>> Begin Provided text
[Beowulf] real hard drive failures

Mark Hahn hahn at physics.mcmaster.ca
Tue Jan 25 14:26:36 PST 2005

> > I'm only partially interested in the thread "Cooling vs HW replacement" but 
> > the problem with drive failures is a real pain for me. So, I thought I'd 
> > share some of my experience.
> i'd add 1 or 2 cooling fans per ide disk, esp if its 7200rpm or 10,000 rpm
> disks 

I'm pretty dubious of this: adding two 50Khour moving parts to 
improve the airflow around a 1Mhour moving part which only dissipates
10W in the first place?  designing the chassis for proper airflow 
with minimum fanage is obviously smarter and probably safer.
>> End Provided text
>> Begin Data rows
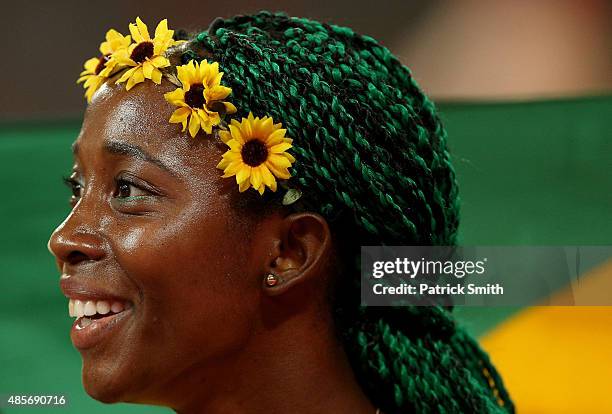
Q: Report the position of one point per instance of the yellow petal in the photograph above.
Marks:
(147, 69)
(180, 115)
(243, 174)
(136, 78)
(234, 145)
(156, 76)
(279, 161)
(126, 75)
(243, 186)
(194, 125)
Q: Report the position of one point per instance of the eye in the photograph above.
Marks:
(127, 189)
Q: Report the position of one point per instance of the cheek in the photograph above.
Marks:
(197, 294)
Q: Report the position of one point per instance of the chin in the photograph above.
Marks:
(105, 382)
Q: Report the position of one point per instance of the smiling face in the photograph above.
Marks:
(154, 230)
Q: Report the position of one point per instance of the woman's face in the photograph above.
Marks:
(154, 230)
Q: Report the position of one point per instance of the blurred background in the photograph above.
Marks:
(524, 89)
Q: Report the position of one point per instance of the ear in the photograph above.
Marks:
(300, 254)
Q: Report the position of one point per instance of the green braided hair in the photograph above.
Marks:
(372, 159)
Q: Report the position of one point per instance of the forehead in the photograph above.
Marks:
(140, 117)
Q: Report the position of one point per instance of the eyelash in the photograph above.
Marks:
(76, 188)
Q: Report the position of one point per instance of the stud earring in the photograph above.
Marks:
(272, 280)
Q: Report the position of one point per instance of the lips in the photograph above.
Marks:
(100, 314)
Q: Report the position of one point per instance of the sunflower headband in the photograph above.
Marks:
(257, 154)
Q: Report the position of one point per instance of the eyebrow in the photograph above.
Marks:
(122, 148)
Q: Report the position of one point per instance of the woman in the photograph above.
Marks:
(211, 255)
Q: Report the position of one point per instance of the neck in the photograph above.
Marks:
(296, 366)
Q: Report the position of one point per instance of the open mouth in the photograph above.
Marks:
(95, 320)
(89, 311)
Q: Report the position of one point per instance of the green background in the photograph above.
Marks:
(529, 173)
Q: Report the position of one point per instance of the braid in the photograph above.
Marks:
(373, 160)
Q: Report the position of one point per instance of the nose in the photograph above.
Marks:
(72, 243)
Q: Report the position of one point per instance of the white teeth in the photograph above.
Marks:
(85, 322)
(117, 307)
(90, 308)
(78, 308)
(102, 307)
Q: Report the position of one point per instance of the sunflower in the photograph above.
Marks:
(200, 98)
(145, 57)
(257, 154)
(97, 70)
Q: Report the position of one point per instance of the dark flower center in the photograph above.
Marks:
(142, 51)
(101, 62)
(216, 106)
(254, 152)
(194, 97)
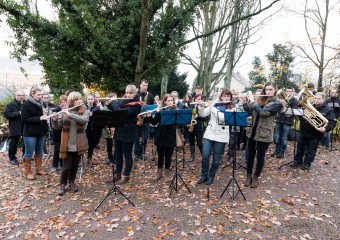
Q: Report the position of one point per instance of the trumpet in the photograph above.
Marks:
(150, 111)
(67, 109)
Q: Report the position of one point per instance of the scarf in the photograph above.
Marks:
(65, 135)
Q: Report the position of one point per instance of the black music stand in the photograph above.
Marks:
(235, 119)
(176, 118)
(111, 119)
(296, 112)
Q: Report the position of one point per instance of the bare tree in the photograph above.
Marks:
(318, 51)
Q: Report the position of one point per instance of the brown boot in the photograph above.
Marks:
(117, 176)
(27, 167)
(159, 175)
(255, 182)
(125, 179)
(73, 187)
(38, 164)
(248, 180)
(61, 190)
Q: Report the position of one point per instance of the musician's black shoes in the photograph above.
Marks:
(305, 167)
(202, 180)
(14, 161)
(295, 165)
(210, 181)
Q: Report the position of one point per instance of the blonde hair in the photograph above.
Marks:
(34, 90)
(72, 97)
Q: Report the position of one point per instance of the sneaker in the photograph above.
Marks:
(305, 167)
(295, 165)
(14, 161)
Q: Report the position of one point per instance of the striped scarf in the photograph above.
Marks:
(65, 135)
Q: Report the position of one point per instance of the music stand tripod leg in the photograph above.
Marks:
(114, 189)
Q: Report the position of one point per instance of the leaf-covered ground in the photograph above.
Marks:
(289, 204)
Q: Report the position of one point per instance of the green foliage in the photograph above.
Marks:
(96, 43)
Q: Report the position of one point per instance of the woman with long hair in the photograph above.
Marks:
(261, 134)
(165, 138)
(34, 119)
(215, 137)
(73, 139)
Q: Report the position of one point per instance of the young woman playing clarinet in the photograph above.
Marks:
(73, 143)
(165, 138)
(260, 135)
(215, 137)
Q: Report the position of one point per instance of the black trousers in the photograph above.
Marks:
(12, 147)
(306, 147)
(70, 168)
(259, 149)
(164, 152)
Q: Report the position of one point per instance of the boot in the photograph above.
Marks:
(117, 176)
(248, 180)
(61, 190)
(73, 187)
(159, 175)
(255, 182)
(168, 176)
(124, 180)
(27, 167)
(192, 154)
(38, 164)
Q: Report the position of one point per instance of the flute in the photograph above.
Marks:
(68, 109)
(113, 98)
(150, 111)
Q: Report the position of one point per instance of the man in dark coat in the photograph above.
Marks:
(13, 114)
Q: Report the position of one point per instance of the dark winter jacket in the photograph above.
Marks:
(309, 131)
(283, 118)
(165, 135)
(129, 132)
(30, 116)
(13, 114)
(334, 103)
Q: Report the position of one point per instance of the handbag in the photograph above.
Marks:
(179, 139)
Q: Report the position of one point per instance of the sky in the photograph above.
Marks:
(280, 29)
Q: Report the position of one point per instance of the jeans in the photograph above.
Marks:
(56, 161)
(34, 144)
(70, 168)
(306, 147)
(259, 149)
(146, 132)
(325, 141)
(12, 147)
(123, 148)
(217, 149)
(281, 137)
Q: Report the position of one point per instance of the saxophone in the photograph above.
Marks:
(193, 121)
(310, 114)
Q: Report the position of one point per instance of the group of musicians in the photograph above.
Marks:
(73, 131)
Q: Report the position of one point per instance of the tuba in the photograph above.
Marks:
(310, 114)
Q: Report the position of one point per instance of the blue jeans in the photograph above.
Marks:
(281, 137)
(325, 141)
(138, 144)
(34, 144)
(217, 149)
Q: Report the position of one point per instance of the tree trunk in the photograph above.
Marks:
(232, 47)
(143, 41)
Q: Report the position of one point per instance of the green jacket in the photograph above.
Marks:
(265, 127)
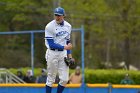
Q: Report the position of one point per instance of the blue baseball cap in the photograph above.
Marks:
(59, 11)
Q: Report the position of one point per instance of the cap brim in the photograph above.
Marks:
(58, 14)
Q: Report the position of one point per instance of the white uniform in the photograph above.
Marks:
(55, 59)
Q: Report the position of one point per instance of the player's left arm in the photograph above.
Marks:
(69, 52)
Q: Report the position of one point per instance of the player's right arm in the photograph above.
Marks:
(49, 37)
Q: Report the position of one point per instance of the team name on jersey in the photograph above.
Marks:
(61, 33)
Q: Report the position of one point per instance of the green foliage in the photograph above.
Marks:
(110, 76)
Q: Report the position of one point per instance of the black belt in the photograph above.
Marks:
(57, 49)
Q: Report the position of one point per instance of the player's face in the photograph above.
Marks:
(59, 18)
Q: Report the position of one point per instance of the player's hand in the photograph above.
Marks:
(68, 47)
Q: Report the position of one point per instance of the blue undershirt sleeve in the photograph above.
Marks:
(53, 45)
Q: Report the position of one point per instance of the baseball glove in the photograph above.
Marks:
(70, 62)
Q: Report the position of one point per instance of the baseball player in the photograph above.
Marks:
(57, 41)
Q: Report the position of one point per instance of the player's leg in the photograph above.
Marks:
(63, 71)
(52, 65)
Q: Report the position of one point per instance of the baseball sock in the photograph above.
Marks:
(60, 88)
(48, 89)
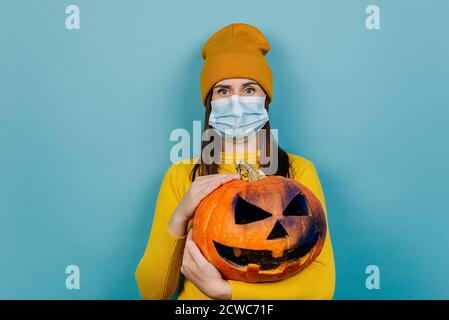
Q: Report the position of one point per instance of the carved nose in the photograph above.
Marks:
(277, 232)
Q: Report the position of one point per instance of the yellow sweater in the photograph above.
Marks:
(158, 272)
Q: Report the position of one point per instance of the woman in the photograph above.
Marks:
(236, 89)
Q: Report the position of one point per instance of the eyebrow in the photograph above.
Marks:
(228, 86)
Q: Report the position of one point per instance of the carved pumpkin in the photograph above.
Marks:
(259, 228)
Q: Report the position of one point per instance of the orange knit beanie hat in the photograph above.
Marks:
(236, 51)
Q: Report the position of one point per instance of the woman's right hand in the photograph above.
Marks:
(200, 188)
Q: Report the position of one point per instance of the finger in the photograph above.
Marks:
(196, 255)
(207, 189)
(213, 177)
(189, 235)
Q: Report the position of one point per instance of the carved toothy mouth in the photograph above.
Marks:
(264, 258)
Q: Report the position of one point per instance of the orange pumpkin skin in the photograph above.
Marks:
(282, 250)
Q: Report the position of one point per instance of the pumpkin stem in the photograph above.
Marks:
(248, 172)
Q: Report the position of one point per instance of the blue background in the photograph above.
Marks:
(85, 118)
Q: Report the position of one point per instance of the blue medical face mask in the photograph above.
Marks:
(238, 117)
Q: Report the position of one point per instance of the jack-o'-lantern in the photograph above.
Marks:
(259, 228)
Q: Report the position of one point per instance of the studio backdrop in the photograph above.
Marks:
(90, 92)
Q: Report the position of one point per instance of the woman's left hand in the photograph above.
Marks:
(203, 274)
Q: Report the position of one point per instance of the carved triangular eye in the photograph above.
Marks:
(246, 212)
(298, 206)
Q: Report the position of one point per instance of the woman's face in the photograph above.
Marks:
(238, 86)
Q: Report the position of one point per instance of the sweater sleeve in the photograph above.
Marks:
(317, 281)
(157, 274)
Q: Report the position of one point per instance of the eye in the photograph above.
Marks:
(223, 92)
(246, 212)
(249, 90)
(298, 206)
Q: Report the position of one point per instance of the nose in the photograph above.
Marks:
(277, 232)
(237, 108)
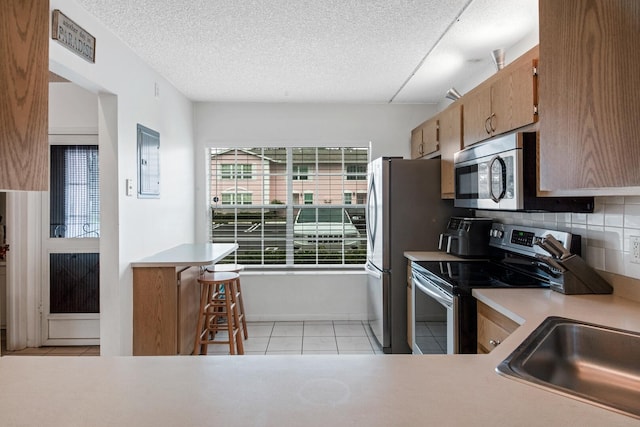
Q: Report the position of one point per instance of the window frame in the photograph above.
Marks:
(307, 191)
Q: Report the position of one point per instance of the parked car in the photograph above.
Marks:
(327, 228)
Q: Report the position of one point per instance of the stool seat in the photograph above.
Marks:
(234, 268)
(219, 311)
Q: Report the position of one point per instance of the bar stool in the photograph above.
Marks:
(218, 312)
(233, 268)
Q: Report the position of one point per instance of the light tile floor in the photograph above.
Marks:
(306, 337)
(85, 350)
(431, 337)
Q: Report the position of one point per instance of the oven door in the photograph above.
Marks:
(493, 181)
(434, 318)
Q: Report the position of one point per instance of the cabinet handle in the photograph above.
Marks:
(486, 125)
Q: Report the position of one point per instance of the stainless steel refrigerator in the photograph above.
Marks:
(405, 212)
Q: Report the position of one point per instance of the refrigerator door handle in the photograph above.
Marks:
>> End Data rows
Task list =>
1 - Rewrite the post on hard drive failures, beginning at the words "Mark Hahn hahn" and stopping after "of my experience.", with "real pain" changed to "constant headache".
2 - Carry on the post about hard drive failures and cooling from the point where it stops.
The entries have no role in this.

Outputs by task =>
1 -
Mark Hahn hahn at physics.mcmaster.ca
Tue Jan 25 14:26:36 PST 2005

> > I'm only partially interested in the thread "Cooling vs HW replacement" but 
> > the problem with drive failures is a constant headache for me. So, I thought I'd 
> > share some of my experience.

2 -
> 	- if downtime is important, and should be avoidable, than raid
> 	is the worst thing, since it's 4x slower to bring back up than
> 	a single disk failure

eh?  you have a raid which is not operational while rebuilding?

> 	- raid will NOT prevent your downtime, as that raid box
> 	will have to be shutdown sooner or later 
> 	( shutting down sooner ( asap )  prevents data loss )

huh?  hotspares+hotplug=zero downtime.

but yes, treating whole servers as your hotspare+hotplug element is 
a nice optimization, since hotplug ethernet is pretty cheap vs 
$50 hotplug caddies for each and every disk ;)